>>
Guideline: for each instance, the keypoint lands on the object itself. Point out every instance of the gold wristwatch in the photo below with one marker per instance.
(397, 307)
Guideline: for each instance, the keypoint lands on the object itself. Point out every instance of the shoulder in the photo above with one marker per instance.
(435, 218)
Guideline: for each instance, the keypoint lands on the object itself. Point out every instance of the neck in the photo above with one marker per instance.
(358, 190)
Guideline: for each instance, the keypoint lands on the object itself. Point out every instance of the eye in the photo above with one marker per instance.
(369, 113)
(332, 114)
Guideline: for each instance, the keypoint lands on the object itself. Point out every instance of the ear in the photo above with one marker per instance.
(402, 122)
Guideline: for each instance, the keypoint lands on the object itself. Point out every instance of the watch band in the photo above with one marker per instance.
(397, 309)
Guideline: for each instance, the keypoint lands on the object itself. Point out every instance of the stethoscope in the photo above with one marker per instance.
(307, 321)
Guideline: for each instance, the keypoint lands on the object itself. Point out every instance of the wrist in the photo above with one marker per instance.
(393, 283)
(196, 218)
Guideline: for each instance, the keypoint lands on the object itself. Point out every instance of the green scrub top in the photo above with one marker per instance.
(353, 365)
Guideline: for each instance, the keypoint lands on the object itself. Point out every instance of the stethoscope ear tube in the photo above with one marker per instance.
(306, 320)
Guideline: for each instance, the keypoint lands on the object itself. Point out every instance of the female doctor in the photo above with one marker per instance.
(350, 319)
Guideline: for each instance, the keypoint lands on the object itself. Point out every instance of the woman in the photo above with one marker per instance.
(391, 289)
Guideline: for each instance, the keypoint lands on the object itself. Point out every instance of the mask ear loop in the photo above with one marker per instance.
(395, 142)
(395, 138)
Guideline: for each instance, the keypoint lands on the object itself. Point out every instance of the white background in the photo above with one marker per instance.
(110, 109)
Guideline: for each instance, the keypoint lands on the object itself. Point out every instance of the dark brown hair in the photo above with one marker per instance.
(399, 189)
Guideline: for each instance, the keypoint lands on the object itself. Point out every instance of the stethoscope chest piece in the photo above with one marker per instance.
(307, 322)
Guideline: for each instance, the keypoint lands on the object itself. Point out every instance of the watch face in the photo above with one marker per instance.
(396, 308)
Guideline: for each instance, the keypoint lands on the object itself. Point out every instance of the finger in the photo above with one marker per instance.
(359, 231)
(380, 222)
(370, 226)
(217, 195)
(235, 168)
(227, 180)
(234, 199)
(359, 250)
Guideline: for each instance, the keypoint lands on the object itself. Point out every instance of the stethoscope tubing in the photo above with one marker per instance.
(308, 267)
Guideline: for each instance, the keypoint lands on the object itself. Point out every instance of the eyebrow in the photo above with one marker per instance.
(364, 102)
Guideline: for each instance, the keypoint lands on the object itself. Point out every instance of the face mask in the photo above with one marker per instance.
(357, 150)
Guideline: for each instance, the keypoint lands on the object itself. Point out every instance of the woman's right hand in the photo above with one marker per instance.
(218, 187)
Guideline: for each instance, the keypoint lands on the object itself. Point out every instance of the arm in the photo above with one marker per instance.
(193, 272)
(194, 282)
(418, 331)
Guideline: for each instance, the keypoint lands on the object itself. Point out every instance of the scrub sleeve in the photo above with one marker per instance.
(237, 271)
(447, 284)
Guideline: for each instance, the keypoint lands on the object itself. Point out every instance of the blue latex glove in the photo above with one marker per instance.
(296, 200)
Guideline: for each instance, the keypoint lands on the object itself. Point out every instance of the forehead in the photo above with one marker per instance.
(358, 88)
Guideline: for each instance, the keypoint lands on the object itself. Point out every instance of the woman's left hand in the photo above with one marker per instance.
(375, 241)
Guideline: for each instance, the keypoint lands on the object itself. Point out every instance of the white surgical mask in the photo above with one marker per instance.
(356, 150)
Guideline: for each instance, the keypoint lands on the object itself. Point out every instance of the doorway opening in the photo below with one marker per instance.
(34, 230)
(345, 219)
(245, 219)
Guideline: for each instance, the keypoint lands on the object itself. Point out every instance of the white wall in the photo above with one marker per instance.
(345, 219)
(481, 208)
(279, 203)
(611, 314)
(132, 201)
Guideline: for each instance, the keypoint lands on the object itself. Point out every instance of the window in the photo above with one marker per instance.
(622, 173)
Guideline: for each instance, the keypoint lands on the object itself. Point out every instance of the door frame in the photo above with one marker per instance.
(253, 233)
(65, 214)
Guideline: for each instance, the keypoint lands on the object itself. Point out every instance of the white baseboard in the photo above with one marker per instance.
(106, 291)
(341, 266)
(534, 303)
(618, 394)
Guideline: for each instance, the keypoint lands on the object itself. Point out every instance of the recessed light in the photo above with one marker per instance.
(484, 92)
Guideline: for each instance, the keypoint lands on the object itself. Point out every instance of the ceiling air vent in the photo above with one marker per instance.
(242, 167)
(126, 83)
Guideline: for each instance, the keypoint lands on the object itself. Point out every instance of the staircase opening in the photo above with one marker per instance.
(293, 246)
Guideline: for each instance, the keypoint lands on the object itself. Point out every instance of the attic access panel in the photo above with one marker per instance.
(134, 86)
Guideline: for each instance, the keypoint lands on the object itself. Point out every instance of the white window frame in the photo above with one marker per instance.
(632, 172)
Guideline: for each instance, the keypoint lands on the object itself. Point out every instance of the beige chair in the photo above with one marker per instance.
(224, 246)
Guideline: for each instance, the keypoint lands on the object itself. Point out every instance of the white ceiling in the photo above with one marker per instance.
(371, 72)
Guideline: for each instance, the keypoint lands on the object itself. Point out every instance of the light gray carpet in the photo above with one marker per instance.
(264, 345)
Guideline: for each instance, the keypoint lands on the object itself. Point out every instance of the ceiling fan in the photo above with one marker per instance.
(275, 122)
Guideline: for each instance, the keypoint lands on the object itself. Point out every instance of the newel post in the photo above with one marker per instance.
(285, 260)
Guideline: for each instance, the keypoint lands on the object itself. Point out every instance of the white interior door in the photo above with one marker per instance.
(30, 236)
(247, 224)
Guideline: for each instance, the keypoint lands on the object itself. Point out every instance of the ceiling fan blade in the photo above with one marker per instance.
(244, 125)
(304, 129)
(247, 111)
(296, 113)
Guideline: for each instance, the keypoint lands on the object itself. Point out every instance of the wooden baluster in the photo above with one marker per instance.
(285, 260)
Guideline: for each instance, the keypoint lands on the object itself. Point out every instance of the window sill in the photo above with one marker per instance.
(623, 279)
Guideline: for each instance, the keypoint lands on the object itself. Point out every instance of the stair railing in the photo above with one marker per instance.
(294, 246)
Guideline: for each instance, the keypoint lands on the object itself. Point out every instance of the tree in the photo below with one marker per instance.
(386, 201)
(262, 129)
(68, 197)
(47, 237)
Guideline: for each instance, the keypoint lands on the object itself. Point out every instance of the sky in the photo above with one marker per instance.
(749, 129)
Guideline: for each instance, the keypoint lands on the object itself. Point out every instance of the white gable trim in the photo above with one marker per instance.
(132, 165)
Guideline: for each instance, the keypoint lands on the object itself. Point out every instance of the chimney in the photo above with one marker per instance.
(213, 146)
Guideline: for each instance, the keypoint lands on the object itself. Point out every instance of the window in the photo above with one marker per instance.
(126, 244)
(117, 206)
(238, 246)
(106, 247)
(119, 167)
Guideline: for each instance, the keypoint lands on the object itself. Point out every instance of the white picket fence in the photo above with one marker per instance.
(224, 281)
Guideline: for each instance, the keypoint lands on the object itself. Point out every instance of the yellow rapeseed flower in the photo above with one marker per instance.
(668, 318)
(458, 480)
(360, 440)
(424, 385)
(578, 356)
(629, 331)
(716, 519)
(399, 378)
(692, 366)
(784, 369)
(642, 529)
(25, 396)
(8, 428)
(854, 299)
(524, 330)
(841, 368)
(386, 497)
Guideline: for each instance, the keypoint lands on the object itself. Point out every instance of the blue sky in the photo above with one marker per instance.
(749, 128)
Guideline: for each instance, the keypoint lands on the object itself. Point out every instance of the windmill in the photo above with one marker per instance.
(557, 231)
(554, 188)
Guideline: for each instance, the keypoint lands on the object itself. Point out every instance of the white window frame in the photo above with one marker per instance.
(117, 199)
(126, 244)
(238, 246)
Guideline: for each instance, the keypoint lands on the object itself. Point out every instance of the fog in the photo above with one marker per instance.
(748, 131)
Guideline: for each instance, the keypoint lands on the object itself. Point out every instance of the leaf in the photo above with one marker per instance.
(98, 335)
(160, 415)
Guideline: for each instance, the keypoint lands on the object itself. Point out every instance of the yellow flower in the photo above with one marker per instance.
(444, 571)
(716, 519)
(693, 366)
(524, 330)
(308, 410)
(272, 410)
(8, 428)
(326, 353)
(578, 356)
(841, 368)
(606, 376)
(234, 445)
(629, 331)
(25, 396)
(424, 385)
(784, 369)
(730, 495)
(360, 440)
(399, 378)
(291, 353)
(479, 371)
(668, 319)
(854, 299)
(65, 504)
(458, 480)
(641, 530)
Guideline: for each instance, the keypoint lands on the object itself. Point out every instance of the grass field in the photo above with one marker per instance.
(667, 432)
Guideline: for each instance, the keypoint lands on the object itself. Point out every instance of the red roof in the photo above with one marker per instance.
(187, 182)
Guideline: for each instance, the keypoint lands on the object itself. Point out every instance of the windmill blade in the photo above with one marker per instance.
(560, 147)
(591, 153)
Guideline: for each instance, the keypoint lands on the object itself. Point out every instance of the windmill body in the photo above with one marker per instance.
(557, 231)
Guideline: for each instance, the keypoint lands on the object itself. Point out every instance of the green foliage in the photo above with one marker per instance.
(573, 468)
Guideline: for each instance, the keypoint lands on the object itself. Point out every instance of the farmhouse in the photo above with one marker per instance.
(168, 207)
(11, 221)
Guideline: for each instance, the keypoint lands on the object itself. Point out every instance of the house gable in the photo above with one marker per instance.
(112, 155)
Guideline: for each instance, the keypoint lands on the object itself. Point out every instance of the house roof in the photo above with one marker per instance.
<<
• _YOUR GOAL_
Can you turn the part of the material above that opens with the line containing "of the farmhouse" and closes with the material's last line into a numbered list, leaving out any blank lines?

• _COMPLETED EXERCISE_
1. Guideline: for each instance, the keypoint lands on the object itself. Point out every instance of the farmhouse in the photo above with one marker per instance.
2. (168, 207)
3. (11, 221)
4. Guideline: for each instance, the keypoint lands on the object itself. Point out every instance of the house gable in the photo above with one marker per instance.
5. (112, 155)
6. Guideline: for each instance, the keypoint lands on the object itself. Point out every instance of the house roof in the photo above with one marker per instance.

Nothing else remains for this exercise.